Перепишите все строки ниже в виде нумерованного списка, пропустив пустые.

▶ [Исходные данные]
┄┄┄┄┄┄

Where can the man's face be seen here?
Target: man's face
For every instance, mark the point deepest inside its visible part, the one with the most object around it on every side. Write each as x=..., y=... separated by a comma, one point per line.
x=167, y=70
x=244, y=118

┄┄┄┄┄┄

▶ [Решение задачи]
1. Where can the man's face be seen here?
2. Target: man's face
3. For every instance, mark the point deepest inside its visible part, the one with the most object around it on every side. Write each as x=..., y=... separated by a comma, one point per line.
4. x=167, y=70
5. x=244, y=118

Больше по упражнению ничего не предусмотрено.